** START INPUT RECORDS **

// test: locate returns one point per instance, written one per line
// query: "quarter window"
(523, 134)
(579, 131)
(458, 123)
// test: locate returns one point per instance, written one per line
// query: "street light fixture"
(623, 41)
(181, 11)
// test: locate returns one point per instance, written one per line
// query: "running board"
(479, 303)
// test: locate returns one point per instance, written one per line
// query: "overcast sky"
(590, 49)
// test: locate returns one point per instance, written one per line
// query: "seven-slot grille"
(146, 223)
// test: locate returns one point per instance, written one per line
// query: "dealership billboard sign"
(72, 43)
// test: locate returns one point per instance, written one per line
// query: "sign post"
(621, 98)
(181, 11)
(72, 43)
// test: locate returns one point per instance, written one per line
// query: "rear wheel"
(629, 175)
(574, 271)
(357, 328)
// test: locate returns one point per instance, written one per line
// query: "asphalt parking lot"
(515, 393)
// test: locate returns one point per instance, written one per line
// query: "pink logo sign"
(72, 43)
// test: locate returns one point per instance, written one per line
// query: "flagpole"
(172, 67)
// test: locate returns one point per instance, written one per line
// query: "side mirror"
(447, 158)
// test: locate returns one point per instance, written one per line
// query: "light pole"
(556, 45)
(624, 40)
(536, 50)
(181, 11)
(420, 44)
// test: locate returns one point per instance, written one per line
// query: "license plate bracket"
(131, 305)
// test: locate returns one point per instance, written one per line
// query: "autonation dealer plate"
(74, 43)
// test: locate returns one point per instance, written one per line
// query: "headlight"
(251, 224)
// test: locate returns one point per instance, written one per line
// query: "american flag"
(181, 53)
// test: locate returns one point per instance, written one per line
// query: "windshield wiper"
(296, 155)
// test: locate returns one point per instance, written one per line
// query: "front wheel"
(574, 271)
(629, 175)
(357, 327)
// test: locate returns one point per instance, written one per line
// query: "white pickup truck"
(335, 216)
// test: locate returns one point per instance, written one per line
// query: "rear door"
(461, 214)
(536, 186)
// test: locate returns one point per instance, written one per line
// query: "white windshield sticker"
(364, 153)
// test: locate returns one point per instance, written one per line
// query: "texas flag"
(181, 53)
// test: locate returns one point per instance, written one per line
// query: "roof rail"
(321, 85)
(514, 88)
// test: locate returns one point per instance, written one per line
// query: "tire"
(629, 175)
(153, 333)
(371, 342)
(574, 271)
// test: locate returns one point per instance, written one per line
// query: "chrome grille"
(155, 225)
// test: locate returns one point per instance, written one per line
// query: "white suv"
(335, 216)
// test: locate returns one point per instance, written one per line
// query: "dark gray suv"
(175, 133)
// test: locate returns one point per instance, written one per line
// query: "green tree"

** END INPUT RECORDS **

## TASK DESCRIPTION
Recopy the entries above in their entirety, exactly.

## RESULT OF THE TASK
// test: locate returns one point per instance, written one per line
// query: "quarter window"
(523, 134)
(579, 131)
(458, 123)
// test: locate returns one point per instance, written one per line
// query: "street light fixture"
(623, 41)
(181, 11)
// test: locate returns one point per instance, written one per line
// query: "running board"
(479, 303)
// test: locate returns one point per instance, written one per line
// query: "overcast sky"
(590, 49)
// test: locate returns one point per instance, written one per line
// query: "seven-slot grille"
(146, 223)
// test: locate returns one point per instance, written one per line
// query: "dealership billboard sign"
(72, 43)
// test: locate returns one point per instance, written one per line
// query: "sign post"
(621, 98)
(181, 11)
(72, 43)
// test: locate returns one point per instance, written one per line
// query: "rear wheel"
(629, 175)
(574, 271)
(357, 328)
// test: locate returns one point per instance, written one per line
// query: "asphalt parking lot"
(515, 393)
// test: locate returns one point per instance, written one per line
// query: "pink logo sign"
(72, 43)
// test: locate returns one point per instance, written one per line
// query: "flagpole"
(172, 67)
// test: locate returns one point per instance, written one per line
// query: "side mirror"
(447, 158)
// test: locate returns one point per instance, written one per line
// query: "light pole"
(556, 45)
(624, 40)
(536, 50)
(181, 11)
(420, 44)
// test: locate returns one point per instance, written one per line
// query: "license plate bracket"
(131, 305)
// test: locate returns one point per instance, written one per line
// query: "autonation dealer plate"
(74, 43)
// test: locate returns one point per instance, written one per line
// query: "headlight"
(251, 224)
// test: locate returns one point per instance, written one per line
// query: "american flag"
(181, 53)
// test: locate returns one point per instance, written one per line
// query: "windshield wiper"
(296, 155)
// test: locate returns one point per instance, written one per line
// query: "front wheel"
(574, 271)
(629, 175)
(357, 327)
// test: locate returns one point per instance, written one per line
// query: "white pickup truck"
(335, 216)
// test: locate returns one point per instance, written one per line
// query: "rear door"
(461, 214)
(536, 186)
// test: locate returns one point per instance, written one per line
// query: "white windshield sticker"
(364, 153)
// test: locate returns one point per instance, written one per line
// query: "texas flag"
(181, 53)
// test: locate returns one point per instance, written one per line
// query: "roof rail"
(321, 85)
(514, 88)
// test: locate returns one point per instance, written one per line
// query: "tire"
(629, 175)
(153, 333)
(371, 342)
(574, 271)
// test: locate returns one point per instance, written one per line
// query: "chrome grille"
(155, 225)
// test: locate returns one point per instance, written one per line
// query: "white suv"
(335, 216)
// test: locate returns one point per instance, written one per line
// query: "dark gray suv"
(175, 133)
// test: locate returns one point per instance, written one per line
// query: "green tree"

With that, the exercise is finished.